— Begin Dataset excerpts —

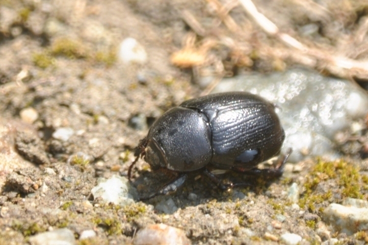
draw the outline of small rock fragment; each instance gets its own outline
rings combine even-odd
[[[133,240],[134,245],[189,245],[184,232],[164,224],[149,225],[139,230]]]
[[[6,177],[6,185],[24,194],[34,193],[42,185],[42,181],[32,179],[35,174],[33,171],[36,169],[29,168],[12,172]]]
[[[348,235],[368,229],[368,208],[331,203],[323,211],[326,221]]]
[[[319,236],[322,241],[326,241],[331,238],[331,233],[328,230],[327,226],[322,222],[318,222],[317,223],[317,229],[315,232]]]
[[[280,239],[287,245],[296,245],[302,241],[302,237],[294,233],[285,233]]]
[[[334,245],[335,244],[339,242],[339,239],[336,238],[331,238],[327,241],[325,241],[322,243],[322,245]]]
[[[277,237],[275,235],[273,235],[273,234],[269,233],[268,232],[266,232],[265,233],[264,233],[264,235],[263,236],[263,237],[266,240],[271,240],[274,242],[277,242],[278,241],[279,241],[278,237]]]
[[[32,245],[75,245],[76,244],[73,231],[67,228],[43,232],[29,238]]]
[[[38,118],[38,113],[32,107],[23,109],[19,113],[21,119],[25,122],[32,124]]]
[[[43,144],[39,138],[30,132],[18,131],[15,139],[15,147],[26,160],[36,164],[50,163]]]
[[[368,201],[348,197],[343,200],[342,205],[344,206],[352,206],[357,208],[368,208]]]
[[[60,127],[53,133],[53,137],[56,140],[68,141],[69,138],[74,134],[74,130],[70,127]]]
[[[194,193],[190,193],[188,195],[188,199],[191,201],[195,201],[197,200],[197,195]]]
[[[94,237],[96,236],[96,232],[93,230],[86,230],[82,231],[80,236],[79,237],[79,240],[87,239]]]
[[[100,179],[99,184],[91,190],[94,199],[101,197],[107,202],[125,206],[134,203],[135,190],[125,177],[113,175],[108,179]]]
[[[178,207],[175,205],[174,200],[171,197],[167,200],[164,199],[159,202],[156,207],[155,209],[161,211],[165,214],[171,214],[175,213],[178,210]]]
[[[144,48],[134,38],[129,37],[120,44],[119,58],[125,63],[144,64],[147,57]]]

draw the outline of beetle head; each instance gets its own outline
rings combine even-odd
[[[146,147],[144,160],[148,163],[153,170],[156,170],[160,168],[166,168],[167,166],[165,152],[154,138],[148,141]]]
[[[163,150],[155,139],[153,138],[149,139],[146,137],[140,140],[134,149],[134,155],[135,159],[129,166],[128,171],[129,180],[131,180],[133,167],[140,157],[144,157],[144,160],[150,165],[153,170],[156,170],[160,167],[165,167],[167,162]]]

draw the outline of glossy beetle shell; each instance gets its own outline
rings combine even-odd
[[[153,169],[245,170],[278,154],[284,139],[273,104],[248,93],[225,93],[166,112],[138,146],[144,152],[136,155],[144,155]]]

— End Dataset excerpts —
— Begin Dataset excerpts —

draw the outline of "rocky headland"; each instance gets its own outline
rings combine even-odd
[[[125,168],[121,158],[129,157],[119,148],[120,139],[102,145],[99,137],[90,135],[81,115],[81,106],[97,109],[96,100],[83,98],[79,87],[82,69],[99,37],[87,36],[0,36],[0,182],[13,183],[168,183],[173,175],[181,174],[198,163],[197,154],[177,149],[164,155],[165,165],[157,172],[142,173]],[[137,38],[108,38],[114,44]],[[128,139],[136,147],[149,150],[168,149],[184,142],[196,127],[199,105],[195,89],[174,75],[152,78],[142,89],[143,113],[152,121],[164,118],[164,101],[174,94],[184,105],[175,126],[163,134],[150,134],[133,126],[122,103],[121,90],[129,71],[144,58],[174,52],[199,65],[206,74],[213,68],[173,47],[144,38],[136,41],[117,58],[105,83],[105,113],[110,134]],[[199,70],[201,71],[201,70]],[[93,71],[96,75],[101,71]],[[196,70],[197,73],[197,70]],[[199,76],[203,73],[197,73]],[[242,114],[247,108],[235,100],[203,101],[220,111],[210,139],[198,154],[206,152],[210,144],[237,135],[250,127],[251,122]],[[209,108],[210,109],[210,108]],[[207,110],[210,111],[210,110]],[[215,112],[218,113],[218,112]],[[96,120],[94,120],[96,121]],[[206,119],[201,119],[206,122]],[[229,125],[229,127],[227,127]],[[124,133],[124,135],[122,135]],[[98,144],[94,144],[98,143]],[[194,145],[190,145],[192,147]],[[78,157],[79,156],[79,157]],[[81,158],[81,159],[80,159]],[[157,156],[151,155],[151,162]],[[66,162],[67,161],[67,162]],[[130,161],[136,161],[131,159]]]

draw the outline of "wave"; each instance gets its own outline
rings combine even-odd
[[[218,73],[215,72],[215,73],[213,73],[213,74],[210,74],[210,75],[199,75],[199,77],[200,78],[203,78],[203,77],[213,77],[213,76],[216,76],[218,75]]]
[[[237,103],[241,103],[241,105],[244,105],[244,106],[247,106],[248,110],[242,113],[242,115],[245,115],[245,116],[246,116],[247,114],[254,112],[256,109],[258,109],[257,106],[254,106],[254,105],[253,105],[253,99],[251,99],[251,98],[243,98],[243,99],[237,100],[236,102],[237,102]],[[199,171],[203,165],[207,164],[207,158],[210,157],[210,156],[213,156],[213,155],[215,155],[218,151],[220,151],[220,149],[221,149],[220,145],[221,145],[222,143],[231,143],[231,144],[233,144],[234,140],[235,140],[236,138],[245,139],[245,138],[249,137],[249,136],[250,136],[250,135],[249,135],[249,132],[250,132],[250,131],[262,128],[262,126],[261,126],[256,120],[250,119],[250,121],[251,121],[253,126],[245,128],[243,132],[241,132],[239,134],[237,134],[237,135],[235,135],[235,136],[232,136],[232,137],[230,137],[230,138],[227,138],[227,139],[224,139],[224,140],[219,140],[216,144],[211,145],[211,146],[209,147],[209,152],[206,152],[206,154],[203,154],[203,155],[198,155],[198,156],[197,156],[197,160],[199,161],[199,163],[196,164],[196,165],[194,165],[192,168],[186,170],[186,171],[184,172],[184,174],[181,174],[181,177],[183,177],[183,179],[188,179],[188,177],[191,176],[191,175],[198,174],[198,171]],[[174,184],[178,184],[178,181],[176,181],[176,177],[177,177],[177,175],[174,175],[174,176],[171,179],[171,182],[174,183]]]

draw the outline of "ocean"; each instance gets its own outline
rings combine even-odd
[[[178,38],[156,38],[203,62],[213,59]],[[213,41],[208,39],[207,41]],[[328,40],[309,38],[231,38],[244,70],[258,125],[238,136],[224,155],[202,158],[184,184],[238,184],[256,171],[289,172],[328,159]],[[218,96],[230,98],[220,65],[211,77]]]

— End Dataset excerpts —
— Begin Dataset excerpts —

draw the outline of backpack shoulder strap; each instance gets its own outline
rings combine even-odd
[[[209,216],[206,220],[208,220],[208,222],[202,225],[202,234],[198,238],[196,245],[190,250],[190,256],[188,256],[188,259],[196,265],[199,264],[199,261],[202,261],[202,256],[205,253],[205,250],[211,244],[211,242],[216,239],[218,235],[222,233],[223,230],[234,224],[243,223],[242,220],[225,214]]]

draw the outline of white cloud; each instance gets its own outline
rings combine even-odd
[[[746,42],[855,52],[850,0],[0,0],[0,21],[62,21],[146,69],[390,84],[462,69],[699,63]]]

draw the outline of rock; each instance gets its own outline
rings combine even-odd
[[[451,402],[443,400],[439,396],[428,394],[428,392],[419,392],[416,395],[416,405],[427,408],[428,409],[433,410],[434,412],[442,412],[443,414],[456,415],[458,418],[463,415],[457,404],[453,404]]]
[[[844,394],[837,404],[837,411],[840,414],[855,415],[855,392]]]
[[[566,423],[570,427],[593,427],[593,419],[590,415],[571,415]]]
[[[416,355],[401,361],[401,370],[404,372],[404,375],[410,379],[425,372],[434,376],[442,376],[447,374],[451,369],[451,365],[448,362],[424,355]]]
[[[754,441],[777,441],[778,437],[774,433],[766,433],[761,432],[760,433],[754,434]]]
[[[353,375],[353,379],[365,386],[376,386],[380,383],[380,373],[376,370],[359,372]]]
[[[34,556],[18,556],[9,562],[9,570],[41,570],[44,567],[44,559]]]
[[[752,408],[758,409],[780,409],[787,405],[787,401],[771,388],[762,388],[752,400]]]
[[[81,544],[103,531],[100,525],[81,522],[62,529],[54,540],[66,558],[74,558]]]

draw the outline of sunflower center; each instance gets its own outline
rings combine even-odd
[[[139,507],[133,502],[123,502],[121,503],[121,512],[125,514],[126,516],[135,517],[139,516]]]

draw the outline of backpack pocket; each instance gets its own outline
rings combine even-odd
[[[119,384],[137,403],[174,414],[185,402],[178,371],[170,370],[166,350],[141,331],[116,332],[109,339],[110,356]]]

— End Dataset excerpts —

:: Requirements ::
Gather every line of the data above that contains the string "beetle", matching its case.

:: Response to the task ::
draw the outline of beetle head; each instance gets its own outline
draw the outline of glossy beetle shell; each instance gets its own outline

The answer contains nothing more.